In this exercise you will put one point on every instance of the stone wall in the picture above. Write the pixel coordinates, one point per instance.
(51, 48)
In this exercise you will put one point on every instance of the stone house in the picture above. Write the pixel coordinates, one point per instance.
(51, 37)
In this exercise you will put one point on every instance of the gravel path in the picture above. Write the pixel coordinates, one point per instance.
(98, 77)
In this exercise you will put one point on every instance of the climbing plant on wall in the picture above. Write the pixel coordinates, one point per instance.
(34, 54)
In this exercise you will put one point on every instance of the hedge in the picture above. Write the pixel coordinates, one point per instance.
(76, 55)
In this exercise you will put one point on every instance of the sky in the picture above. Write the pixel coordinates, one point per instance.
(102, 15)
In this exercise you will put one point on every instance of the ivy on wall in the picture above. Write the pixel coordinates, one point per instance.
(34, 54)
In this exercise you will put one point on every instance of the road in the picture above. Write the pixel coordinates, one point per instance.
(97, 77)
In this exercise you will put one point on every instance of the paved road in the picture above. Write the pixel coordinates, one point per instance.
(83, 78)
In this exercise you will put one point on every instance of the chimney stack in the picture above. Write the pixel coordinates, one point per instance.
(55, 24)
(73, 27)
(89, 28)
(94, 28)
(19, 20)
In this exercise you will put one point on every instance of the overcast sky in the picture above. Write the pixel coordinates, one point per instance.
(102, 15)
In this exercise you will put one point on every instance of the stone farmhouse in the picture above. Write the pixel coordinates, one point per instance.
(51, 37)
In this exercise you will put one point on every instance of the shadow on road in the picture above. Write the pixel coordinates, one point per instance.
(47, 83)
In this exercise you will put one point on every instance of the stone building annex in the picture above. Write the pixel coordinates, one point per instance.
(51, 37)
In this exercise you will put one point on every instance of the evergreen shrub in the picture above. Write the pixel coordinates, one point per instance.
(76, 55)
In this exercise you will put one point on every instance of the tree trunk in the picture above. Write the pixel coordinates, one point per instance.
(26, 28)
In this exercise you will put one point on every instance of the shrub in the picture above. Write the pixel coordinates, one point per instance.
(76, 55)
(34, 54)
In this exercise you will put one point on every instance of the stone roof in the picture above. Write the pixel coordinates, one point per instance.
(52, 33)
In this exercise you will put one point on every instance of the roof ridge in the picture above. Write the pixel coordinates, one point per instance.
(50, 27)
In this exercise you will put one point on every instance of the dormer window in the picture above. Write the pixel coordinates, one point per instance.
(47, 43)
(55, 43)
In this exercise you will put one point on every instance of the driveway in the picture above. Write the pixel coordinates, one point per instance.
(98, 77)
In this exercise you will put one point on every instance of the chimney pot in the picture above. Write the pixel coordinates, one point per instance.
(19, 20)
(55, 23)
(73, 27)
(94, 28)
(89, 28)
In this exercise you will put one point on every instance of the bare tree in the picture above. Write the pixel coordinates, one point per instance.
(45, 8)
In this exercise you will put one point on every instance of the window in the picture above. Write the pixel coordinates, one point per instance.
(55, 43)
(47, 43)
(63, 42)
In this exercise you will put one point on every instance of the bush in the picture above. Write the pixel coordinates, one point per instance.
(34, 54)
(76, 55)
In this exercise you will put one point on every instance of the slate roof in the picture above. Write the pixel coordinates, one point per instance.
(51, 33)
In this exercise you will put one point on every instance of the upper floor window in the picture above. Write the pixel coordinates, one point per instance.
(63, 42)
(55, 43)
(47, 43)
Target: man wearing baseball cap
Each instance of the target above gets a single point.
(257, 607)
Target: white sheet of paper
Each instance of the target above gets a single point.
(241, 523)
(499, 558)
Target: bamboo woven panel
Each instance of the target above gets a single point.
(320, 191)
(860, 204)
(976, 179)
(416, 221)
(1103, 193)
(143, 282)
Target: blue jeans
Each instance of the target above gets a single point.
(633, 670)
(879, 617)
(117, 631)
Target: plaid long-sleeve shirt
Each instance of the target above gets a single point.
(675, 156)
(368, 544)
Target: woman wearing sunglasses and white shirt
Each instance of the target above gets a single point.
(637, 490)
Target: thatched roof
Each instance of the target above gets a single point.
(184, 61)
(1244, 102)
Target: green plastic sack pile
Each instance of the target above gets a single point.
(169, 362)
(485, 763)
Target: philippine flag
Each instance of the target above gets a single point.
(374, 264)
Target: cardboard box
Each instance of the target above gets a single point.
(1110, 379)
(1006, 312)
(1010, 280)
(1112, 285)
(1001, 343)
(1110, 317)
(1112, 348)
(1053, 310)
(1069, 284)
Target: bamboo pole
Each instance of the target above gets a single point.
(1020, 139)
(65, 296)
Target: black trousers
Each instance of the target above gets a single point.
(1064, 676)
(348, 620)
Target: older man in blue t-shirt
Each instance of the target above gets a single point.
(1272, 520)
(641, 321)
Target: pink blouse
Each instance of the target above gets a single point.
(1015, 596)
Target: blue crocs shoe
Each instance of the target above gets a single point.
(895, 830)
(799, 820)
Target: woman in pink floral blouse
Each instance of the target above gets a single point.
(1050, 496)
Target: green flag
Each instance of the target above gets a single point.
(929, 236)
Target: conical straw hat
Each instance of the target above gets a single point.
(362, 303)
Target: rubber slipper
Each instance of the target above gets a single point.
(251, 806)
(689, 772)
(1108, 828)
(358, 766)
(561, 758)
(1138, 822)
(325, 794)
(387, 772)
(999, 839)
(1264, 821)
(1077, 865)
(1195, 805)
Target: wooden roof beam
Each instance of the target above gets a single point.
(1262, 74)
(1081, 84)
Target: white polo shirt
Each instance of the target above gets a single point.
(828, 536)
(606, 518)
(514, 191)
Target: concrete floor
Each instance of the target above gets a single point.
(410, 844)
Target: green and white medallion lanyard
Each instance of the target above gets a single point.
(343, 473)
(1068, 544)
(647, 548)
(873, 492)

**TASK PROMPT:**
For this exercise, transcribe all the records exactly.

**SOLUTION FOR THIS PROBLEM:**
In this exercise you will put one point on every instance of the stone wall in the picture above. Write the pixel coordinates, one point per instance.
(51, 48)
In this exercise you will put one point on every instance of the stone house in the picture above. Write the pixel coordinates, one point per instance.
(51, 37)
In this exercise you will put one point on every instance of the gravel path in the picture above. Write the pixel coordinates, one point per instance.
(98, 77)
In this exercise you will put one point on every instance of the climbing plant on wall in the picture above. Write the pixel coordinates, one point per instance.
(34, 54)
In this exercise you will put one point on every instance of the hedge in the picture above. Write the pixel coordinates, one point per instance.
(76, 55)
In this exercise you will put one point on every instance of the sky in the picture above. Write the pixel coordinates, one point per instance.
(102, 15)
In this exercise you will put one point on every instance of the ivy on wall in the picture above. Write the pixel coordinates, one point per instance.
(34, 54)
In this exercise you will put one point on every instance of the road in the picture above. Write the pixel coordinates, one point per instance.
(97, 77)
In this exercise you will put one point on every instance of the paved road in the picture above. Write the pixel coordinates, one point per instance.
(83, 78)
In this exercise you will put one point on every instance of the chimney stack in the picture above. Write the pixel coordinates, one point per instance.
(55, 24)
(73, 27)
(89, 28)
(94, 28)
(19, 20)
In this exercise you will put one point on every instance of the overcast sky in the picture above. Write the pixel coordinates, one point per instance.
(102, 15)
In this exercise you will put one point on every instance of the stone farmhouse in the picture above. Write the pixel coordinates, one point per instance.
(51, 37)
In this exercise you will put one point on every instance of the shadow on road in the picture above. Write the pixel coordinates, one point per instance.
(47, 83)
In this exercise you will put one point on every instance of the stone building annex in the picture above. Write the pixel coordinates, one point per instance.
(51, 37)
In this exercise you will put one point on every instance of the evergreen shrub in the picture above. Write the pixel coordinates, one point per instance.
(76, 55)
In this exercise you will put one point on every instance of the tree trunk in the picture above. Write the pixel coordinates, one point per instance.
(26, 28)
In this exercise you will put one point on every instance of the shrub in the picture above. Write the pixel coordinates, one point per instance.
(76, 55)
(34, 54)
In this exercise you will put one point on every instance of the stone roof in the picture above. Write the pixel coordinates, one point per instance.
(52, 33)
In this exercise you will put one point on every instance of the roof ridge in the picture above. Write the pixel coordinates, one point per instance.
(50, 27)
In this exercise you will put one point on every instance of the dormer window in the picture above. Write the pixel coordinates, one point per instance.
(47, 43)
(55, 43)
In this exercise you will put one point on every instance of the driveway in the picture above. Write the pixel coordinates, one point per instance.
(98, 77)
In this exercise you will put one point on every instance of the chimney pot in the picture above. Write the pixel coordinates, one point per instance.
(19, 20)
(55, 23)
(73, 27)
(94, 28)
(89, 28)
In this exercise you will put one point on every instance of the bare tree in the picture above. Write the pixel coordinates, one point per instance.
(45, 8)
In this exercise you will put one point on every instance of the window in the picture above. Write the pixel coordinates, one point per instance.
(55, 43)
(47, 43)
(63, 42)
In this exercise you will put one point on every instance of the bush in the picture above. Write the pixel coordinates, one point per instance.
(34, 54)
(76, 55)
In this exercise you will put one point on every instance of the slate roof in the picture above. Write the pixel coordinates, one point per instance.
(51, 33)
In this exercise you will put one point on every instance of the upper floor window in the picture above. Write the pixel coordinates, one point per instance.
(63, 42)
(55, 43)
(47, 43)
Target: man wearing baseball cap
Each instance of the target above gets a single point.
(257, 607)
Target: white sheet of paper
Each instance of the target above gets a single point.
(241, 523)
(499, 558)
Target: bamboo woven panel
Each instance of the target above gets a single point.
(320, 191)
(860, 204)
(976, 179)
(416, 221)
(1103, 193)
(143, 282)
Target: blue jeans
Each instance of the target above gets a single point.
(633, 670)
(879, 617)
(117, 631)
Target: plaid long-sleeve shirt
Each instance of the target above gets a single point.
(675, 156)
(368, 544)
Target: woman wearing sunglasses and white shirt
Each instance of the target above gets a single point.
(637, 490)
Target: thatched roof
Each instance of the target above gets a single point.
(184, 61)
(1244, 102)
Target: green plastic sack pile
Each instance of the target above gets a single point.
(169, 362)
(485, 763)
Target: philippine flag
Each instance of the target above gets a single point.
(374, 264)
Target: cardboard box
Each instance of the target above gets a single point.
(1110, 379)
(1006, 312)
(1010, 280)
(1112, 285)
(1001, 343)
(1110, 317)
(1112, 348)
(1053, 310)
(1069, 284)
Target: bamboo pole
Each instance of the target above gets a single point.
(1020, 139)
(65, 296)
Target: black trousers
Each instance of the target above gets a single point.
(1064, 676)
(348, 620)
Target: older man in blue t-shirt
Each instance of the target above gets a single point.
(1272, 520)
(641, 321)
Target: pink blouse
Each instance of the target above gets a single point.
(1015, 596)
Target: blue crocs shoe
Each instance of the target above gets a single point.
(895, 830)
(799, 820)
Target: woman in pink floral blouse
Each instance of the target above gets a single point.
(1050, 496)
Target: green flag
Each instance of the target above gets a single point.
(929, 236)
Target: conical straw hat
Each instance of the target above gets a single point.
(362, 303)
Target: rubber slipper
Each instance of the target above gets a single point.
(251, 806)
(689, 772)
(1108, 828)
(358, 766)
(561, 758)
(1138, 822)
(325, 794)
(387, 772)
(999, 839)
(1264, 821)
(1077, 865)
(1195, 805)
Target: wooden roof beam
Each instance of the target above gets a single point.
(1262, 74)
(1081, 84)
Target: white polo shirt
Each instance of the target above gets a single point.
(828, 536)
(606, 518)
(514, 191)
Target: concrete floor
Each instance of the target above gets a single point.
(410, 844)
Target: green and white medallion lanyard
Each instance of the target above gets a single point.
(343, 473)
(1068, 544)
(647, 548)
(873, 492)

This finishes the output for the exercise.